------ Supplied passage ------

Parathyroid Hormone-related Peptide Is Produced by Cultured Cerebellar Granule Cells in Response to L-type Voltage-sensitive Ca2+ Channel Flux via a Ca2+/Calmodulin-dependent Kinase Pathway

(Received for publication, March 13, 1996, and in revised form, June 19, 1996)

Elizabeth H. Holt Dagger , Arthur E. Broadus Dagger § and Michael L. Brines §

From the Dagger  Department of Cellular and Molecular Physiology and § Section of Endocrinology, Department of Internal Medicine, Yale University School of Medicine, New Haven, Connecticut 06520-8020

Parathyroid hormone (PTH)-related peptide (PTHrP) is expressed in the adult mammalian brain, but its function is unknown. Here we show that PTHrP and the PTH/PTHrP receptor are products of cerebellar granule cells in primary culture. Granule cells maintained under depolarizing conditions (25 mM K+) make and release PTHrP. Further, PTHrP-(1-36) stimulates cAMP accumulation in granule neurons in a dose-dependent manner with half-maximal activation at ~16 nM. Granule cell PTHrP mRNA is activity-dependent, and the pathway of regulation depends absolutely on the flux of Ca2+ ions through the L-type voltage-sensitive Ca2+ channel and the Ca2+/calmodulin kinase cascade. PTHrP is therefore a neuropeptide whose regulation depends upon L-type voltage-sensitive Ca2+ channel activity, and the gene is expressed under conditions that promote granule cell survival.

------

What to produce
According to the PTHrP abstract, at what concentration does PTHrP-(1-36) produce half-maximal activation of cAMP accumulation in granule neurons? The data is not needed to answer anything about the PTHrP abstract.

------ Material provided ------

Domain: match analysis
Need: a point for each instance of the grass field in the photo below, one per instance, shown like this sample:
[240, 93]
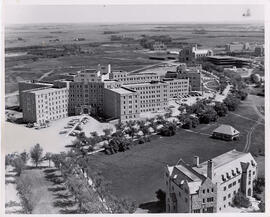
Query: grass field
[49, 195]
[138, 173]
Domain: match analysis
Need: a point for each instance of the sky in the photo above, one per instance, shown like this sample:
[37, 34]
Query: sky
[28, 14]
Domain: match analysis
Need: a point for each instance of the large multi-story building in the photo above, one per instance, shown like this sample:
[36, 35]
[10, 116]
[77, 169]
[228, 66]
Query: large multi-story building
[44, 104]
[133, 78]
[29, 85]
[121, 103]
[90, 92]
[177, 87]
[191, 53]
[209, 186]
[192, 73]
[153, 95]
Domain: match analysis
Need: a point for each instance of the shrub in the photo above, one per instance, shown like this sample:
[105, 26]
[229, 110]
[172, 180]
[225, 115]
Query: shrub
[19, 165]
[25, 193]
[231, 102]
[240, 200]
[36, 154]
[262, 206]
[168, 130]
[187, 124]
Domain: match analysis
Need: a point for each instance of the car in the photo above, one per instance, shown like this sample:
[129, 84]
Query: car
[30, 125]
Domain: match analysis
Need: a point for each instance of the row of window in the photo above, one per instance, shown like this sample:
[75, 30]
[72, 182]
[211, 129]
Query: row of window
[208, 190]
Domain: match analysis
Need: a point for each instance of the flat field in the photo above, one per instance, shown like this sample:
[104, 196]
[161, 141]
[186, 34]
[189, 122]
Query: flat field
[121, 55]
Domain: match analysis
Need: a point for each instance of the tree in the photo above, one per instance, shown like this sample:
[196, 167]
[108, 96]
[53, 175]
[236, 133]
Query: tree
[240, 200]
[19, 165]
[107, 131]
[24, 156]
[208, 116]
[36, 154]
[48, 156]
[94, 134]
[161, 196]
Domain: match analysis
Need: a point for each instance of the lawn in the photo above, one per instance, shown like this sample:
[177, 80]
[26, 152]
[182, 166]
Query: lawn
[138, 173]
[49, 195]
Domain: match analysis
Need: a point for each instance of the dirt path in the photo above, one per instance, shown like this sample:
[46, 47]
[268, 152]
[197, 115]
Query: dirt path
[46, 75]
[249, 134]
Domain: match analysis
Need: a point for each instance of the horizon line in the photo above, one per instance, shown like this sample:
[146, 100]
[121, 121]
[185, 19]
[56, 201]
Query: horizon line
[147, 23]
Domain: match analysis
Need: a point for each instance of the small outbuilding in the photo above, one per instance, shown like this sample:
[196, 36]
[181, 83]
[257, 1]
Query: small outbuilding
[226, 132]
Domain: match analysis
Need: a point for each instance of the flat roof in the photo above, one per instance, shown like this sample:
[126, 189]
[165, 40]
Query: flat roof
[224, 159]
[228, 57]
[122, 90]
[45, 89]
[144, 84]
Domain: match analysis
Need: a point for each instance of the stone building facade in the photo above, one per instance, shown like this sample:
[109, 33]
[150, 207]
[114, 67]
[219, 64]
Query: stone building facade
[209, 186]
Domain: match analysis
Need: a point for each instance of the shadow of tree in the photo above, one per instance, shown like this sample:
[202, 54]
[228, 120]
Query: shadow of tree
[57, 188]
[152, 207]
[69, 211]
[49, 170]
[10, 175]
[62, 196]
[64, 203]
[10, 182]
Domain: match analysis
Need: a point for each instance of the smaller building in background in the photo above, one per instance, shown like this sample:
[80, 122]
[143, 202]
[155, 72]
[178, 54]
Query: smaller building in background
[191, 53]
[228, 61]
[158, 46]
[226, 132]
[237, 46]
[259, 51]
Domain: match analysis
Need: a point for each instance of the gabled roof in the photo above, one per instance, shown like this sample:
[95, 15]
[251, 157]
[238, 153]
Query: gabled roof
[226, 164]
[226, 129]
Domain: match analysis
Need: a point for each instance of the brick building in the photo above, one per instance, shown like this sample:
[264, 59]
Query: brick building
[209, 186]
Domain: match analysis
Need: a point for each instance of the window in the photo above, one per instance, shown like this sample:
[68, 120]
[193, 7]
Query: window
[210, 199]
[196, 211]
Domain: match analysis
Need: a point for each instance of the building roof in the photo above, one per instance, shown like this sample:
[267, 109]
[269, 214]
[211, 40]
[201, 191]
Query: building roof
[226, 129]
[44, 90]
[122, 90]
[201, 51]
[225, 164]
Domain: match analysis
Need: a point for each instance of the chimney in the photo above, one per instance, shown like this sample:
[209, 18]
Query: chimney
[210, 169]
[109, 68]
[99, 68]
[196, 161]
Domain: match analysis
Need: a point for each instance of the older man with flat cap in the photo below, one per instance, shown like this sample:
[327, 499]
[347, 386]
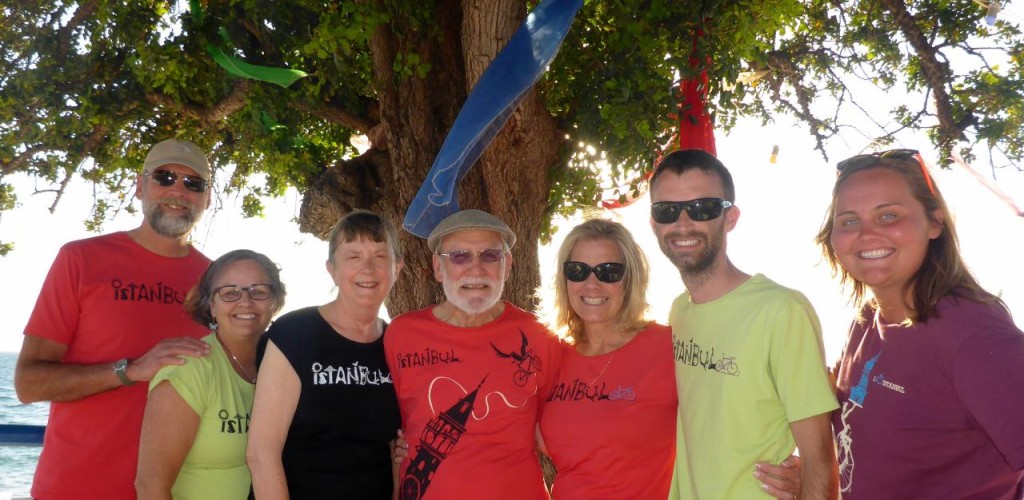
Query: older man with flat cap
[469, 372]
[110, 315]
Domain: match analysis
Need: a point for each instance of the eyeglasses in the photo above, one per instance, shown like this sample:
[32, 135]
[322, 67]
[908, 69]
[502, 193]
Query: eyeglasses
[232, 293]
[861, 161]
[699, 210]
[167, 178]
[606, 273]
[463, 257]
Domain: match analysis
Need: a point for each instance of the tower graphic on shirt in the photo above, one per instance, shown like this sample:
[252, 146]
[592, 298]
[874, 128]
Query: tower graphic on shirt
[438, 438]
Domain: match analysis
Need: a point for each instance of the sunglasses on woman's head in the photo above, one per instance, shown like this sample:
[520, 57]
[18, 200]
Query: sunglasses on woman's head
[167, 178]
[605, 273]
[861, 161]
[699, 210]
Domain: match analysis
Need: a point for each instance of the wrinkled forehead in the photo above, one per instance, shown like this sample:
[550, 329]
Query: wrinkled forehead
[691, 184]
[471, 239]
[176, 168]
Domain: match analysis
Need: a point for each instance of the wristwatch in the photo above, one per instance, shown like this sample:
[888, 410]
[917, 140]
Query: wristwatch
[121, 370]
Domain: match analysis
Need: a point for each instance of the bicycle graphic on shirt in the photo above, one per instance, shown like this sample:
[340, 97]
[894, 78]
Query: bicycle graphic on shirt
[623, 393]
[526, 363]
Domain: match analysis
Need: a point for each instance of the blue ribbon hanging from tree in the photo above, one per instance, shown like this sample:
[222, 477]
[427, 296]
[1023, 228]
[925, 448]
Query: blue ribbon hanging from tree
[489, 105]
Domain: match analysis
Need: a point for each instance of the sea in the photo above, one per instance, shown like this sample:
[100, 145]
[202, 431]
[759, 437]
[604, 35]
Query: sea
[17, 463]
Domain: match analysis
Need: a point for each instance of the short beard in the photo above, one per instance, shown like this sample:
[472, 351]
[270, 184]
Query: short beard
[167, 224]
[694, 269]
[473, 305]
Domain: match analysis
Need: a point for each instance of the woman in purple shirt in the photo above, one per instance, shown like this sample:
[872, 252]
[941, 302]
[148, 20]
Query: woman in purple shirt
[931, 381]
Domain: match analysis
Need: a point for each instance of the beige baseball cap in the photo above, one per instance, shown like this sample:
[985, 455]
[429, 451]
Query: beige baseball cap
[181, 152]
[466, 219]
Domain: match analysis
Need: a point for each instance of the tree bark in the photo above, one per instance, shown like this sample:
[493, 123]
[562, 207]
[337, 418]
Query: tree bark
[510, 180]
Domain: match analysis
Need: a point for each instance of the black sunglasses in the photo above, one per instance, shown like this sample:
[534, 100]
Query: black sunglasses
[606, 273]
[862, 161]
[167, 178]
[232, 293]
[699, 210]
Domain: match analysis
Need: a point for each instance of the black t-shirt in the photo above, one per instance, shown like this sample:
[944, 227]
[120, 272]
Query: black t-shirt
[337, 446]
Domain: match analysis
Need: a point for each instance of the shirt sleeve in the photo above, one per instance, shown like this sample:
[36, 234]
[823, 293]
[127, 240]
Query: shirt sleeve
[797, 362]
[56, 311]
[988, 375]
[188, 380]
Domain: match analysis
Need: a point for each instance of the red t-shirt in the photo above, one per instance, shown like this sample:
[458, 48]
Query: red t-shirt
[609, 421]
[105, 298]
[469, 401]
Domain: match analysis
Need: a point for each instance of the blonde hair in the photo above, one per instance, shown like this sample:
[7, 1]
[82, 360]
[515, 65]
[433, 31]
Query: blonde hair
[942, 273]
[631, 317]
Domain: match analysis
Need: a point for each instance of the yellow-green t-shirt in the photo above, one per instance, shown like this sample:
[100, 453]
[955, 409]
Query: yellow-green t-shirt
[215, 467]
[747, 365]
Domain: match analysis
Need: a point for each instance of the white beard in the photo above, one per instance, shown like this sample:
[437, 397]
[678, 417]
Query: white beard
[472, 305]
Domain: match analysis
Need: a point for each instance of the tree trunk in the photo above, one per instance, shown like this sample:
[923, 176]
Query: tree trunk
[510, 179]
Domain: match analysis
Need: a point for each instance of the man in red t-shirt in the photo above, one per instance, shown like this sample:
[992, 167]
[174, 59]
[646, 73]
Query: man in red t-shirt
[110, 315]
[469, 371]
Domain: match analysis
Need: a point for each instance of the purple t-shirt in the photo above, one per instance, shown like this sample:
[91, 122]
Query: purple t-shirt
[935, 410]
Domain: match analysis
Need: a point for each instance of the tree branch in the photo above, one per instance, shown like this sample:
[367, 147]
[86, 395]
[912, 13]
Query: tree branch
[334, 114]
[936, 74]
[208, 116]
[16, 163]
[65, 33]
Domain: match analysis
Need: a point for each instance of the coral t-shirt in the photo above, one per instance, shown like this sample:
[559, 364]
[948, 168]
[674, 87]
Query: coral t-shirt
[105, 298]
[469, 400]
[609, 421]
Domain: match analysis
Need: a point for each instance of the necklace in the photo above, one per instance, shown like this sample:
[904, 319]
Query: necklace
[599, 375]
[244, 372]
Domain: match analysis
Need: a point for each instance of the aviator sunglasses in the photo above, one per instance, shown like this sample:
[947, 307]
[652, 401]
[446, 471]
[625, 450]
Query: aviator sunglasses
[463, 257]
[699, 210]
[861, 161]
[167, 178]
[606, 273]
[232, 293]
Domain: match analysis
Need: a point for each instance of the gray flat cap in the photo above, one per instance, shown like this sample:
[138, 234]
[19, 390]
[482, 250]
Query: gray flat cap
[179, 152]
[469, 219]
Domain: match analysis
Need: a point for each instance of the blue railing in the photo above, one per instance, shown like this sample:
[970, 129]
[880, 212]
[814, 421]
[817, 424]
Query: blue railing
[20, 434]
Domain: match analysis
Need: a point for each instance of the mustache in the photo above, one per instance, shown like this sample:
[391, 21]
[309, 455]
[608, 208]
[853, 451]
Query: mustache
[474, 280]
[690, 235]
[177, 201]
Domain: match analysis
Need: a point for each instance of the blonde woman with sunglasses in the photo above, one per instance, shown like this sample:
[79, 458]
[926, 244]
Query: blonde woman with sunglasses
[609, 421]
[932, 378]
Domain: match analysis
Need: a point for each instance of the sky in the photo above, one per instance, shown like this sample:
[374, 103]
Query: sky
[781, 208]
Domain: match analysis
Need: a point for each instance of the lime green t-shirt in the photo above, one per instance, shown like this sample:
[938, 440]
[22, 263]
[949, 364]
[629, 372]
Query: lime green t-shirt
[747, 365]
[215, 467]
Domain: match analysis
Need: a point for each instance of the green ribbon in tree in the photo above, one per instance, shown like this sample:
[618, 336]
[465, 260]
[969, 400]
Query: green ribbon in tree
[239, 68]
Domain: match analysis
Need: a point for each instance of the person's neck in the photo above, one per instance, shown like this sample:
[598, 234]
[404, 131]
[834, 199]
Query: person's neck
[148, 239]
[359, 324]
[715, 283]
[892, 307]
[602, 339]
[448, 313]
[242, 351]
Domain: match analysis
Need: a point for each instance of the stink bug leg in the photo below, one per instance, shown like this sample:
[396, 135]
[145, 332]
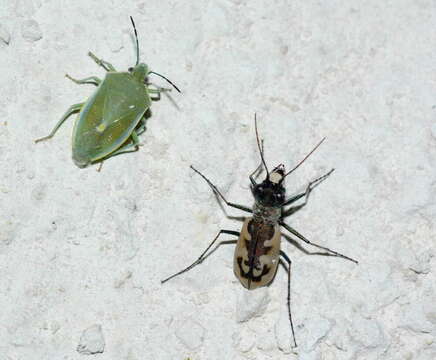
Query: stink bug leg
[71, 110]
[110, 120]
[89, 80]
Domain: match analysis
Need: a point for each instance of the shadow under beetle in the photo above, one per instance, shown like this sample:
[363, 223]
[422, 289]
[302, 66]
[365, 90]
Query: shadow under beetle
[257, 252]
[111, 120]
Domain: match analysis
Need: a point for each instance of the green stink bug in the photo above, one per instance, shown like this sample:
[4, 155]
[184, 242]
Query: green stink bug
[110, 121]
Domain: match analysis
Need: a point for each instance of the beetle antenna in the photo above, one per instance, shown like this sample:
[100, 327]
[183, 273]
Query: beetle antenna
[260, 147]
[137, 42]
[175, 87]
[305, 158]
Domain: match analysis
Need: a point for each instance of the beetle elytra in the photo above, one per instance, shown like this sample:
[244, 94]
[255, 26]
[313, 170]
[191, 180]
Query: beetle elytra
[257, 253]
[113, 117]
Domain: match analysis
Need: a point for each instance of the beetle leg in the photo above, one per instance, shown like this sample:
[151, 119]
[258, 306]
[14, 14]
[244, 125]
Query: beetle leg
[284, 256]
[104, 64]
[297, 234]
[71, 110]
[202, 256]
[89, 80]
[218, 193]
[304, 194]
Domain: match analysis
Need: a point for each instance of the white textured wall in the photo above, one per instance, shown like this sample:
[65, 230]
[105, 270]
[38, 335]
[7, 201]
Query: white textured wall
[82, 250]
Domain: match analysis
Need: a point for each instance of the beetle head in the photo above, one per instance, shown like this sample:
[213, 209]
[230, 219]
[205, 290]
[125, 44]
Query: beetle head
[271, 191]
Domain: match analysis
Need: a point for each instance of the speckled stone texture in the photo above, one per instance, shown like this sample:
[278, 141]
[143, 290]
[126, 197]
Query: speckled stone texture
[80, 247]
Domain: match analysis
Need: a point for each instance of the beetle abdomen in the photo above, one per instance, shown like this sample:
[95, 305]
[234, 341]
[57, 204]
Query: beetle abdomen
[108, 118]
[257, 253]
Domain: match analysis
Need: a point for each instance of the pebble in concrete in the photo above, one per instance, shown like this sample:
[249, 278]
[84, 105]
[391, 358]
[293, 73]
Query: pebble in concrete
[91, 341]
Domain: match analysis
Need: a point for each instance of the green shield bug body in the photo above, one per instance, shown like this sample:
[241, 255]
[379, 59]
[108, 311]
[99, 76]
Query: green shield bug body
[110, 121]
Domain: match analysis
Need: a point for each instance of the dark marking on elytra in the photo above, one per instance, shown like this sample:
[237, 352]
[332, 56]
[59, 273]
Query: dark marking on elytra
[249, 275]
[260, 233]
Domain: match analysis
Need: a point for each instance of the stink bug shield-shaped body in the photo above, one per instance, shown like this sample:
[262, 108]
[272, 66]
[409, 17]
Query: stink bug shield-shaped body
[110, 121]
[257, 252]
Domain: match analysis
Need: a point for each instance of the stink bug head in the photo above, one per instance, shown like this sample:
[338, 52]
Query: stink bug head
[271, 192]
[140, 72]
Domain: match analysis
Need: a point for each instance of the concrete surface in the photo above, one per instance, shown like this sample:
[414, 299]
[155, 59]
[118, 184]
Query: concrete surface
[81, 249]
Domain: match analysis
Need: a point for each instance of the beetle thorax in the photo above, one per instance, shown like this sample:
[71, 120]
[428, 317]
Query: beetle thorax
[266, 214]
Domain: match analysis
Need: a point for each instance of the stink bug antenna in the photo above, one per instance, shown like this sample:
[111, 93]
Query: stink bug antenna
[137, 42]
[175, 87]
[305, 158]
[259, 146]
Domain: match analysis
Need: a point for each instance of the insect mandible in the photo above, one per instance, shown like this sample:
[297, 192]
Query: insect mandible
[113, 117]
[257, 252]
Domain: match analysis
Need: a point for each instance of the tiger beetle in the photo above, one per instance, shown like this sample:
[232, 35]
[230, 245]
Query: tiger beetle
[257, 252]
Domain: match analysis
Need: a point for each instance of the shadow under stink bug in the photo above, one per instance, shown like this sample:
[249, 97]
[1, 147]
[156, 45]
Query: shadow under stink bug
[258, 252]
[112, 118]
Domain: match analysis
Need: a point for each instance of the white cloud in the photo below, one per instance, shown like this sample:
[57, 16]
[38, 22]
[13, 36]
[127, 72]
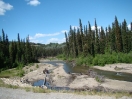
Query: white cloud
[33, 2]
[55, 40]
[4, 7]
[63, 31]
[40, 35]
[76, 27]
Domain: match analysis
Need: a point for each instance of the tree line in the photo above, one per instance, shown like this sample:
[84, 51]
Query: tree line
[87, 42]
[22, 51]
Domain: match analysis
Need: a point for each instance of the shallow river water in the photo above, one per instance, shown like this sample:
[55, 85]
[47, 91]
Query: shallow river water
[77, 69]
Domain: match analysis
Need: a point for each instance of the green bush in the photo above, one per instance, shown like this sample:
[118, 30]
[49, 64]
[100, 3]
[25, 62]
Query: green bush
[95, 61]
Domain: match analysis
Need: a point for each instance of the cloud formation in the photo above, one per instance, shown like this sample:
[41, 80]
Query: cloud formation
[55, 40]
[49, 36]
[4, 7]
[33, 2]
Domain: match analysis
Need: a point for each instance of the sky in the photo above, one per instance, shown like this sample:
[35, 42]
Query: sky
[45, 21]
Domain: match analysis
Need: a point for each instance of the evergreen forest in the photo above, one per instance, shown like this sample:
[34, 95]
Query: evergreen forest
[99, 46]
[83, 45]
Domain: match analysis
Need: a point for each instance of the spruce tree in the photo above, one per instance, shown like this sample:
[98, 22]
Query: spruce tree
[119, 44]
[97, 45]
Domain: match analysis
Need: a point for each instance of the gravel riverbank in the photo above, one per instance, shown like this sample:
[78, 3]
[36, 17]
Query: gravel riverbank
[6, 93]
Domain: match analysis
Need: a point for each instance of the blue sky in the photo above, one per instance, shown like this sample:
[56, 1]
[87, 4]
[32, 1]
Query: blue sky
[46, 21]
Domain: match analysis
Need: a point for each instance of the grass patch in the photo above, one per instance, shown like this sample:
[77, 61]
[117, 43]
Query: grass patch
[40, 90]
[9, 73]
[37, 66]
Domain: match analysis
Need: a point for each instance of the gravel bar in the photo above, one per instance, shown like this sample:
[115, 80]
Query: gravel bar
[7, 93]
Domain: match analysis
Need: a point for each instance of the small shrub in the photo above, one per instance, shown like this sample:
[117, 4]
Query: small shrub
[95, 61]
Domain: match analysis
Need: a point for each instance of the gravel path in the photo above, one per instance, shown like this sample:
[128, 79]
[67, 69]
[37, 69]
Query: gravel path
[6, 93]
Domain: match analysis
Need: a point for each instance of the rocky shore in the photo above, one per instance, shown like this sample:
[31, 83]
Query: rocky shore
[58, 77]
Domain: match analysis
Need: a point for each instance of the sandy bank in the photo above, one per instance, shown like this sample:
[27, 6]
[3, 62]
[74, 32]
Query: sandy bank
[120, 67]
[60, 78]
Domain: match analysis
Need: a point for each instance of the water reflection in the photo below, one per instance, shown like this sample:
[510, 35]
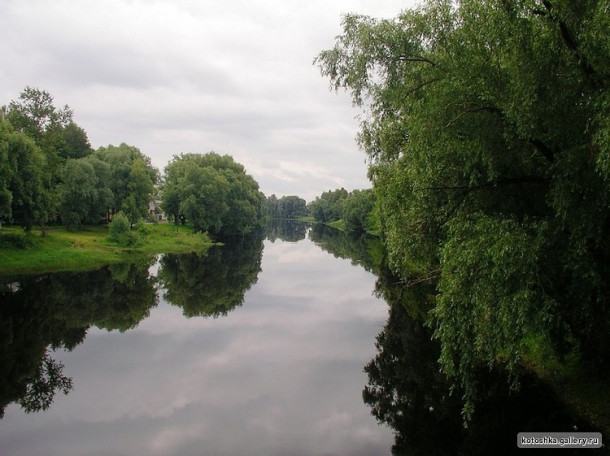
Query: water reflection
[286, 230]
[280, 373]
[406, 391]
[364, 250]
[212, 284]
[44, 313]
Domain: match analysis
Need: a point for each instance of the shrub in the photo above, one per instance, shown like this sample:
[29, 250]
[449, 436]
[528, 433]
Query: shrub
[119, 231]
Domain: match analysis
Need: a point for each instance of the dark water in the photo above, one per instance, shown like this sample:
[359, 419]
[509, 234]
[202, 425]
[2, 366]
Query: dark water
[257, 348]
[279, 371]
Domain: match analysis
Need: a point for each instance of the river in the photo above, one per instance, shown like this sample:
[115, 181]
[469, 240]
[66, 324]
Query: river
[273, 366]
[297, 343]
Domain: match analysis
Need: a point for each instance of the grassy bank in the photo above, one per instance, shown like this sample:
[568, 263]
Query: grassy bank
[62, 250]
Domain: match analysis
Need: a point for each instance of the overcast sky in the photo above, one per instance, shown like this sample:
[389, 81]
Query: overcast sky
[232, 76]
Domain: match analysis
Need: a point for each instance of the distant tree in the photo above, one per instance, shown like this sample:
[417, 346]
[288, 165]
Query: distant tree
[328, 206]
[488, 144]
[84, 194]
[213, 192]
[23, 197]
[357, 209]
[131, 179]
[292, 206]
[273, 208]
[119, 231]
[53, 130]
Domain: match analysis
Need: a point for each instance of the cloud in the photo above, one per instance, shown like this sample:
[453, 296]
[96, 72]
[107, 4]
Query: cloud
[184, 75]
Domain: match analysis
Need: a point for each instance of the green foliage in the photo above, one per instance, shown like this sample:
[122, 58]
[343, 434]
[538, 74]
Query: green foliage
[487, 138]
[130, 179]
[119, 231]
[328, 206]
[213, 193]
[23, 197]
[356, 210]
[290, 206]
[213, 284]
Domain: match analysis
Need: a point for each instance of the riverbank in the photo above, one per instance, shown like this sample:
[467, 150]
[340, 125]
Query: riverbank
[62, 250]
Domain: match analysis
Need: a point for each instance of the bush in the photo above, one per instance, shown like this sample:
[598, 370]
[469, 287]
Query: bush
[119, 231]
[12, 240]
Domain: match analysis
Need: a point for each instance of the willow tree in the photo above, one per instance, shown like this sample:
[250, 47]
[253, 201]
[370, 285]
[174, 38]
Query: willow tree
[488, 139]
[213, 193]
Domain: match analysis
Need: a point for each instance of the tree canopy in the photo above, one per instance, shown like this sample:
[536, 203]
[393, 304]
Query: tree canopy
[212, 192]
[487, 133]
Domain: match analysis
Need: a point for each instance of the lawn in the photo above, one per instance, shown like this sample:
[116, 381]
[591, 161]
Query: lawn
[62, 250]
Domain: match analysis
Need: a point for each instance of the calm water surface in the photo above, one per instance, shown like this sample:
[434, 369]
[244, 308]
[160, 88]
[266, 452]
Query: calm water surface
[269, 362]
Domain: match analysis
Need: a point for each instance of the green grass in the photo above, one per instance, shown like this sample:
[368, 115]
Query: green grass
[62, 250]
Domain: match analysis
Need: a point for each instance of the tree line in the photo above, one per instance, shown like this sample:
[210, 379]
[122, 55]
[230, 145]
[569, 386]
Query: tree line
[50, 174]
[355, 209]
[487, 133]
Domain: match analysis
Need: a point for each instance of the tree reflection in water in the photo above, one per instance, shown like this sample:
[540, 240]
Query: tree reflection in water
[213, 284]
[407, 392]
[40, 314]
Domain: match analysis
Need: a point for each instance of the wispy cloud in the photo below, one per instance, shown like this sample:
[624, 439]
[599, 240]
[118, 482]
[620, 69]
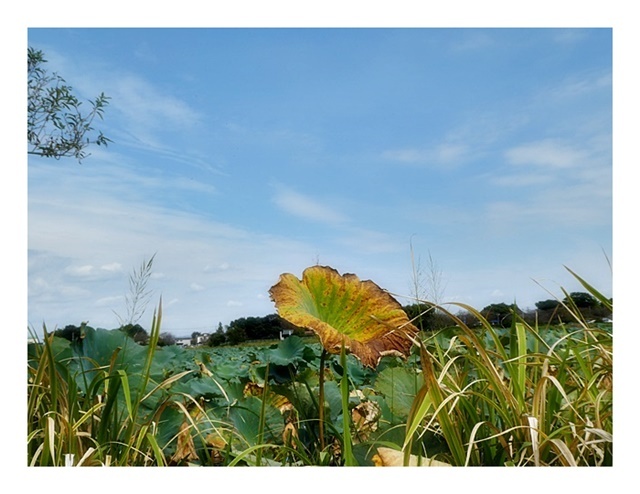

------

Answer section
At about 16 nM.